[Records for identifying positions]
** START **

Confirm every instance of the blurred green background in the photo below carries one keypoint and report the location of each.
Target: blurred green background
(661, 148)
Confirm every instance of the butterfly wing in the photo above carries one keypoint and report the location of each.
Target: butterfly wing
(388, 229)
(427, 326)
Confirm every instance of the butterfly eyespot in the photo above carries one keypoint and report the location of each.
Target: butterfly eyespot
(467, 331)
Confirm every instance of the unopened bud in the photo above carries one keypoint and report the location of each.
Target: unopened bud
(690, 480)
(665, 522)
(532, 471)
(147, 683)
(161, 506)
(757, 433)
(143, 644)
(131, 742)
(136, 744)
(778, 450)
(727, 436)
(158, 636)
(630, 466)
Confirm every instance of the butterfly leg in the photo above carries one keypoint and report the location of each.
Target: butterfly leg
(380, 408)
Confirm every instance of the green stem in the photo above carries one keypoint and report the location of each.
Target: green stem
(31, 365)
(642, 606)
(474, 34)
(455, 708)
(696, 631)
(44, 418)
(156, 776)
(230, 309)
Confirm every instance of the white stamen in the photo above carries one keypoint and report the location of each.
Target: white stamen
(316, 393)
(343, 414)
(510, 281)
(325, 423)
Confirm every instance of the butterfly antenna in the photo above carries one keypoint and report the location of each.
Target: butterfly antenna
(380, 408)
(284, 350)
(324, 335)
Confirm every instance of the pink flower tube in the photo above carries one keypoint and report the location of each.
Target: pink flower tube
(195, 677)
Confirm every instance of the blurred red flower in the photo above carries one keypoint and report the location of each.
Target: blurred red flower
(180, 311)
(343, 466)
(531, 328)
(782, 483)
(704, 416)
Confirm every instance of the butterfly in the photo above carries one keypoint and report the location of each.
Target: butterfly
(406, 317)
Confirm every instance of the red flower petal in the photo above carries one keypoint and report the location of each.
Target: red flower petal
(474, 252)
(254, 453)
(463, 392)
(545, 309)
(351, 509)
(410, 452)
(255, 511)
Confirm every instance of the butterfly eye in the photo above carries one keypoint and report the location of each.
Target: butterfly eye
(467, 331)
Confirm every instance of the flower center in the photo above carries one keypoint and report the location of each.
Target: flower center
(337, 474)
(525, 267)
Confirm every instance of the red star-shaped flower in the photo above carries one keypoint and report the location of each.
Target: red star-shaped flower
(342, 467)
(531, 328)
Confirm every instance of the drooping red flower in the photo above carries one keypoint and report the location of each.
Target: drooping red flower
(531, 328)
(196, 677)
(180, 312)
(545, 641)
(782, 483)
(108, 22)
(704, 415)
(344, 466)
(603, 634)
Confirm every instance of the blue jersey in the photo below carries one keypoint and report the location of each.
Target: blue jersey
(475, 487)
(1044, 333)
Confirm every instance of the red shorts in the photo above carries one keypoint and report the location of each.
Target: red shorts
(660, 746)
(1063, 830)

** END **

(Request) Copy all of the records above verbatim, line for line.

(Finished answer)
Confirm every instance of the blurred green background in the photo below carries one keypoint and report the location of each.
Target: blurred green background
(661, 148)
Confirm every instance of the butterfly wing in the photo above carries one keypoint and report the location of each.
Target: butterfly wing
(388, 229)
(427, 326)
Confirm every instance of the butterfly eyespot in the photo above carries one keypoint and report the location of each.
Target: butterfly eyespot
(467, 331)
Confirm every instance of the unopened bud in the photo above carries one keypoint and report the location of each.
Target: unopened bud
(690, 480)
(665, 522)
(532, 471)
(147, 683)
(161, 506)
(757, 433)
(143, 644)
(131, 742)
(136, 744)
(778, 450)
(727, 436)
(158, 636)
(630, 466)
Confirm every instance of the butterfly leg in the photo above carries one keypoint and report the location of each.
Target: butterfly leg
(380, 408)
Confirm every instance of the green stem in the photo above carries one keypoint and report the location of each.
Target: green stem
(31, 365)
(642, 606)
(474, 34)
(455, 708)
(696, 631)
(44, 418)
(156, 776)
(230, 309)
Confirm every instance of the white stamen in the photo above carries one keypoint and report the location of each.
Target: white stamen
(316, 393)
(343, 414)
(510, 281)
(325, 423)
Confirm every instance of the butterfly antenna in the photo above carries one keypoint and report the location of each.
Target: butterfly antenna
(380, 408)
(284, 350)
(324, 335)
Confirm every instance of the pink flower tube in the photo above carries one keypoint and report the location of each.
Target: pink flower tube
(195, 677)
Confirm every instance of the blurred red flower in the photo above carries one keypoint and report the location of each.
Target: blurred red flower
(180, 311)
(343, 466)
(531, 328)
(782, 483)
(704, 416)
Confirm every instance of the butterfly in the photo above carries one keypoint and report the location of each.
Target: butterfly
(406, 317)
Confirm every instance of the red flower petal in the photo above carries one keypoint and report the location of each.
Target: red flower petal
(474, 252)
(254, 453)
(463, 392)
(545, 309)
(351, 509)
(410, 452)
(255, 511)
Confirm every instance of the butterfly eye in the photo above carries one keypoint and report the location of each.
Target: butterfly eye
(467, 331)
Confirm every instance of the flower center in the photo above carries one keypoint and report the location of each.
Target: flower center
(337, 474)
(525, 267)
Confirm every instance of the red star-shaped flower in the photo above carries one keypoint and report the location of each.
Target: red star-shaped flower
(342, 467)
(531, 328)
Confirm every instance of the drooping red flower in the photo above carries one keypoint and report the location of each.
Target: drooping red flower
(531, 328)
(196, 677)
(180, 312)
(545, 641)
(782, 483)
(108, 22)
(704, 415)
(344, 466)
(603, 634)
Confirm every instance of the blue jersey in the photo below carries one keypoint and report the location of each.
Target: blue jersey
(475, 487)
(1044, 333)
Confirm every instance of the red shorts in the photo above carries one keypoint and report the location of each.
Target: red shorts
(660, 746)
(1063, 830)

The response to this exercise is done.